* START PAGE TEXT *

ADR-0655: Saliency Feature Materializer¶
- Status: Accepted
- Date: 2026-05-20
- Deciders: Lusoris, Codex
- Tags: ai, saliency, training-data, docs
Context¶
The signal-mix audit and CHUG HDR MOS experiments both need to answer whether saliency helps once it is present as a real numeric signal, not as placeholder zeros. Existing predictor plumbing can preserve saliency columns once they exist, but historical feature tables still need an explicit enrichment pass.
The enrichment pass must work on existing JSONL/parquet corpus tables without coupling every trainer to the saliency model stack. It also needs bounded decode cost because operators will run it over large local corpora while other refresh jobs are active.
Decision¶
Add ai/scripts/materialize_saliency_features.py, a table-shaped materializer that reads JSONL or parquet rows, resolves a source clip path, decodes a bounded sample to temporary yuv420p via FFmpeg, invokes the fork saliency helper, and writes saliency_mean, saliency_var, and an optional status column.
The default row contract is deliberately conservative:
- source clip path from
src; - geometry from
width/height, with ffprobe fallback; - bounded decode via
--max-framesand saliency sampling via--frame-samples; - status values that distinguish existing rows, missing sources, missing geometry, decode failures, and model failures.
The script is a preparation surface, not a trainer side effect. Trainers should consume already materialised saliency columns and fail or report missing-signal coverage explicitly instead of silently running saliency inference inside a training loop.

* END PAGE TEXT *
* START DATASET *

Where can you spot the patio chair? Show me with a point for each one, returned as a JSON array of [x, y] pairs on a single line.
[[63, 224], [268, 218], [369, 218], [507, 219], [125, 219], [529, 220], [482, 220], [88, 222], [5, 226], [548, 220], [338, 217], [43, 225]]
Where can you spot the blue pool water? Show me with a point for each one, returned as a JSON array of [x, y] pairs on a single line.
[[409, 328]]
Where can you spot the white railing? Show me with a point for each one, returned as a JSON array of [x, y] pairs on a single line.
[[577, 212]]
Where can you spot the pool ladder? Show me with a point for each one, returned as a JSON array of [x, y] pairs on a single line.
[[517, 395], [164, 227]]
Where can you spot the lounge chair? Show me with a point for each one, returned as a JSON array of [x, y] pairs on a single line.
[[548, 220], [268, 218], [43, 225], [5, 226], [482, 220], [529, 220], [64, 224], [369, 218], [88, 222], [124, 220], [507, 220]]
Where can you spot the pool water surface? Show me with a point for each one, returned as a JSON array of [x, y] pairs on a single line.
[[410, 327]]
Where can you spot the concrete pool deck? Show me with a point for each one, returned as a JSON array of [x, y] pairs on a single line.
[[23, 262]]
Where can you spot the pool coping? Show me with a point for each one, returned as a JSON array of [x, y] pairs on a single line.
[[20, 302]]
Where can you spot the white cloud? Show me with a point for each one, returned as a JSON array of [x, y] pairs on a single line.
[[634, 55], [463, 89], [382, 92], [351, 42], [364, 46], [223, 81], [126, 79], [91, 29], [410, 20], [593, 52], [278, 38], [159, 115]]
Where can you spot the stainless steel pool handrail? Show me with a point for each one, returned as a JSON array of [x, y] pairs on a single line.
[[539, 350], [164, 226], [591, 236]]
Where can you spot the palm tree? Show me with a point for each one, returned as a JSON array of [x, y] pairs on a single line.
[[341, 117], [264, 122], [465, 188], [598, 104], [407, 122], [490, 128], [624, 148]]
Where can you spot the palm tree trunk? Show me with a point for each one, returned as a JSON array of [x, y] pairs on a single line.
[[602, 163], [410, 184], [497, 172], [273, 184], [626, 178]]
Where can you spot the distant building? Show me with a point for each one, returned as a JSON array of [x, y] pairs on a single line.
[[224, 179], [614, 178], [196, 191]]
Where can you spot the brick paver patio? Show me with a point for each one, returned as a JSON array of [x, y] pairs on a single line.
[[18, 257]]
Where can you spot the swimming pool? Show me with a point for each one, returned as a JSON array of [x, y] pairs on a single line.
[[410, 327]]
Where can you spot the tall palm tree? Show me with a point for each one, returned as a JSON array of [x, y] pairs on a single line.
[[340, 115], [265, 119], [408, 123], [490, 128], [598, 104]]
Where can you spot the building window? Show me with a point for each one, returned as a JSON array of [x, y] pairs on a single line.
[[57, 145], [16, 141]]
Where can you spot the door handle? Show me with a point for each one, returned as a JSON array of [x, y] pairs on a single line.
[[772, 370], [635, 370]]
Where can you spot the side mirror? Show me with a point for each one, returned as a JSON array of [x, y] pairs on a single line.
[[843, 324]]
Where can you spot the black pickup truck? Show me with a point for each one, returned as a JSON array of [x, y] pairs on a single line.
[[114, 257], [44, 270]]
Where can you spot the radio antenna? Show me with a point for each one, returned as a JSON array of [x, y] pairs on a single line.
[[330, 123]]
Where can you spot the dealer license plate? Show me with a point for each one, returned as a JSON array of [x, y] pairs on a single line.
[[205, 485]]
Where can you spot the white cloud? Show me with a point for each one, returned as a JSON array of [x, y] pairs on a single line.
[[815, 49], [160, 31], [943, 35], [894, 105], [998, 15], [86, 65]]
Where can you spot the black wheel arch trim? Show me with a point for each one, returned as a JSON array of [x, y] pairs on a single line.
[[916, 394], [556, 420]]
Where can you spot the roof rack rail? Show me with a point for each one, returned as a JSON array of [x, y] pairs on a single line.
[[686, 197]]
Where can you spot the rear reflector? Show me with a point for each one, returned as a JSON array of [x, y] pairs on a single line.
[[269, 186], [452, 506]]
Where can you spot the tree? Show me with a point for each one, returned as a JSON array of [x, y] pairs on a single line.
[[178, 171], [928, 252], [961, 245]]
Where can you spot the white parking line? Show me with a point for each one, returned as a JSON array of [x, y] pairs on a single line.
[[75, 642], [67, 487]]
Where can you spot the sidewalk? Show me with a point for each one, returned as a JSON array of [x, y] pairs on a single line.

* END DATASET *

:: SHORT PROBLEM 1 ::
Retype, without alteration, the portion of the saliency materializer decision record that begins with the words containing "ADR-0655: Saliency Feature" and ends with "jobs are active.".
:: SHORT PROBLEM 2 ::
Write the next part of the decision record on the saliency feature materializer, beginning immediately after its final sentence.

:: TASK RESULT 1 ::
ADR-0655: Saliency Feature Materializer¶
- Status: Accepted
- Date: 2026-05-20
- Deciders: Lusoris, Codex
- Tags: ai, saliency, training-data, docs
Context¶
The signal-mix audit and CHUG HDR MOS experiments both need to answer whether saliency helps once it is present as a real numeric signal, not as placeholder zeros. Existing predictor plumbing can preserve saliency columns once they exist, but historical feature tables still need an explicit enrichment pass.
The enrichment pass must work on existing JSONL/parquet corpus tables without coupling every trainer to the saliency model stack. It also needs bounded decode cost because operators will run it over large local corpora while other refresh jobs are active.

:: TASK RESULT 2 ::
Alternatives considered¶
| Option | Pros | Cons | Why not chosen |
|---|---|---|---|
| Compute saliency inside each trainer | No extra operator command; every trainer can request the signal directly | Duplicates decode/model code, makes training runs non-deterministically slower, and hides missing-signal coverage | Rejected because corpus enrichment should be observable and reusable |
| Add a one-off CHUG-only enrichment script | Fastest route for the current HDR run | Leaves KoNViD/UGC/Netflix refresh tables without the same path and repeats the scaffold problem in the next corpus | Rejected because the audit needs a cross-corpus table utility |
| Materialize table rows as a standalone script | Reuses existing saliency helper, gives operators a status column, and keeps trainers simple | Adds a new user-facing script and docs surface | Chosen as the narrowest reusable path |
| Require raw YUV inputs only | Avoids ffmpeg decode variance | Most MOS/HDR corpora are MP4/encoded assets; operators would need a separate decode pipeline first | Rejected because the materializer is meant to unblock real corpus tables |
Consequences¶
- Positive: Refreshed AI tables can now carry real saliency aggregates before MOS-head and predictor retrains.
- Positive: The status column makes bulk corpus quality visible without scraping stderr.
- Negative: Large runs still require local video access and model weights; CI covers the control flow with fake decoders rather than shipping a real video/model fixture.
- Neutral / follow-ups: Run this materializer over refreshed CHUG, KoNViD/UGC, and Netflix-derived tables, then re-run the signal-mix audit to measure whether saliency should stay in the production feature mix.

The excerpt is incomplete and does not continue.